■ **GOAL OF THE EXERCISE**
Could you update the records below so that every "with a single point" reads "with one point", leaving everything else unchanged?

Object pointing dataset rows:

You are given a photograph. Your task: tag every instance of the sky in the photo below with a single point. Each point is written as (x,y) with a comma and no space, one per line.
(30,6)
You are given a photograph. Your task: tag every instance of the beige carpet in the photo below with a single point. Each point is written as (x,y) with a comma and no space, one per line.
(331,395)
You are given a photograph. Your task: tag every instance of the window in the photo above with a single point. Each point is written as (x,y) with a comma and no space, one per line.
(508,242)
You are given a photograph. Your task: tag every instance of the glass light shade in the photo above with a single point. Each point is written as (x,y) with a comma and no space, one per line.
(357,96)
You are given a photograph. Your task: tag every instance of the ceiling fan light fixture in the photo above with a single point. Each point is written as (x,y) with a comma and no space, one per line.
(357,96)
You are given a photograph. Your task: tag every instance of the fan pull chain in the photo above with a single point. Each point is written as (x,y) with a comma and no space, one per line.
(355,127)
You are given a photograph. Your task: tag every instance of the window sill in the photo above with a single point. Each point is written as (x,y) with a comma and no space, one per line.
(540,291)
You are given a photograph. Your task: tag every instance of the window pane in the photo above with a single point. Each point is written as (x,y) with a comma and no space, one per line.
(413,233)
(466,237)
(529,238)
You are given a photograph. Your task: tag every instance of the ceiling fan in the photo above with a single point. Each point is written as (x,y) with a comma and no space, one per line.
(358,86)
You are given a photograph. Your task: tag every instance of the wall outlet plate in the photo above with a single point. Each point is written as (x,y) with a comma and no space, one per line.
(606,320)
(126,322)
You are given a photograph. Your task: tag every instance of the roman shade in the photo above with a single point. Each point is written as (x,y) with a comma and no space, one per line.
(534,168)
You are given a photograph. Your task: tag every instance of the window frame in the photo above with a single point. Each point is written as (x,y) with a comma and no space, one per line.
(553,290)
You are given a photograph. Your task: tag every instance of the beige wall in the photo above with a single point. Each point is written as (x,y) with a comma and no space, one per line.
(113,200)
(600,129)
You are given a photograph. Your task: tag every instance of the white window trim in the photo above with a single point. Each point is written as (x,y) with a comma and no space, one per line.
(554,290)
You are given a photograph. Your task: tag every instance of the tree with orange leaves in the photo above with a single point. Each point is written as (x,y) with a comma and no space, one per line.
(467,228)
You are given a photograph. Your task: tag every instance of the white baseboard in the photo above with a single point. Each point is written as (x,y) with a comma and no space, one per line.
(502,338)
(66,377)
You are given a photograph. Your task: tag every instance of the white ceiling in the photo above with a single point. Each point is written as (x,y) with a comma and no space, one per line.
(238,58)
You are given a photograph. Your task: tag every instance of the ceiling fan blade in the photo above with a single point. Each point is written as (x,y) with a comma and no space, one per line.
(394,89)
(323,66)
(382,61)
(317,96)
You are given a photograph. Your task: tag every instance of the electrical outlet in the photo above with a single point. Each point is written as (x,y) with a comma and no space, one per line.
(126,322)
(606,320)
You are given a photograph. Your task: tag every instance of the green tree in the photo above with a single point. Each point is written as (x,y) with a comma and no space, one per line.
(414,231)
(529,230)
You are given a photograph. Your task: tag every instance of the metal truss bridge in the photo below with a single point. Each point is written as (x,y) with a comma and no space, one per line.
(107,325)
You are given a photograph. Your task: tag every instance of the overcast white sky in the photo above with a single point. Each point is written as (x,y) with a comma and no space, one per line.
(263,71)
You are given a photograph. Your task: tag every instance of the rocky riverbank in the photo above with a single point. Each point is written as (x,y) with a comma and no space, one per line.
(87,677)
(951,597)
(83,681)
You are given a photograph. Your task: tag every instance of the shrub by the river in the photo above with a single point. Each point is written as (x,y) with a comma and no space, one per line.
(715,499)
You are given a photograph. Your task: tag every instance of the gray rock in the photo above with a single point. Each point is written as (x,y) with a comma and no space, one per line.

■ **RESPONSE**
You are given a photograph. Your task: tag every instance of the sky in the photo below with one point. Each point is written as (x,y) with a comma and no space, one per line.
(30,6)
You are given a photograph. Your task: tag every instance of the beige carpet in the photo below with one point. Each point is written as (x,y) with a comma and no space, one per line.
(331,395)
You are given a photograph. Your task: tag every instance of the window in the photo above with one point. Each point is written as (x,y) with a comma and no space, one per line.
(508,242)
You are given a photograph. Your task: tag every instance of the glass light shade in the photo above with one point. Each point is written as (x,y) with a comma and no space, one per line.
(357,96)
You are given a photograph. Your task: tag every instance of the ceiling fan light fixture in the photo above with one point. Each point is written as (x,y) with a comma and no space, one per line.
(357,96)
You are given a photograph. Your task: tag every instance of the fan pull chain in the photo above with one point. Each point is written as (x,y) with a comma and no space, one per line.
(355,127)
You are given a photograph. Your task: tag every instance of the window sill in the photo above with one point. Each point is written as (x,y) with a comma and no space, one per line.
(540,291)
You are given a photograph. Your task: tag every instance of the window pane in the photo above with one point. Each point is written as (x,y) with a comma and no space, one per line.
(413,233)
(466,237)
(529,238)
You are given a photograph. Your task: tag every instance of the ceiling fan in the photo above with one point. Each point is written as (x,y) with a comma and no space, one per line.
(358,86)
You are given a photograph. Your task: tag every instance of the wall outlet plate in the photo above with one point. Each point is written as (x,y) with a comma and no space, one per line.
(606,320)
(126,322)
You are given a photograph. Your task: tag every instance of the roman shade in the photo above with one point. Each point is written as (x,y) with a comma and no space, one per line.
(534,168)
You are given a photograph. Your task: tag every instance of the window frame in the photo above with one point. Each point is written as (x,y) with a comma and no space, one per line.
(553,290)
You are given a photograph. Your task: tag every instance of the beige wall in the photo above with one point. Each point is written as (x,y) with a comma and no space, one per line.
(113,200)
(600,129)
You are given a photograph. Your task: tag every instance of the white window trim in the photo above with one point. Each point is written as (x,y) with a comma and no space, one per line.
(554,290)
You are given a photograph. Your task: tag every instance of the tree with orange leaves in the photo above with one point. Each point is written as (x,y) with a comma and no space, one per line.
(467,228)
You are given a photograph. Your task: tag every instance of the white baseboard in the photo above with one point. Each point is written as (x,y) with a comma and no space, one per line.
(502,338)
(66,377)
You are given a photograph. Your task: tag every instance of the white ceiling in the photo above with one point. Each point is written as (x,y) with a comma and no space, one per line.
(238,58)
You are given a photograph. Your task: tag every instance of the ceiling fan blade in the photo above with one point. Each point is written as (x,y) with a comma and no space, one per line.
(394,89)
(323,66)
(382,61)
(317,96)
You are given a photograph. Your task: tag every instance of the electrical outlet in the photo above with one point. Each point is written as (x,y) with a comma and no space, one per line.
(126,322)
(606,320)
You are given a photograph. Your task: tag every instance of the green tree in the photo above with one point. Each point is written as (x,y) with a comma and no space, one per line.
(414,231)
(529,230)
You are given a photograph. Your task: tag every instance of the metal truss bridge in the photo below with one point. Each point is written as (x,y) with a comma and no space, one per line.
(107,325)
You are given a photograph. Your task: tag every instance of the overcast white sky in the photo above with one point. Each point is written as (x,y) with a comma and no space, one per line.
(263,71)
You are given a photograph. Your task: tag every instance of the rocky riverbank in the photo above with one point. Each point is written as (x,y) with a comma and no space, one per line.
(87,677)
(951,597)
(83,681)
You are given a photograph. Your task: tag every instance of the shrub by the river in the photo above with one point. Each point is written as (x,y) with a comma and no space, one per line.
(715,499)
You are given a photograph. Your task: tag every instance of the gray rock in the photo above with one point. Each point is written as (x,y) with a comma and no space, one per line.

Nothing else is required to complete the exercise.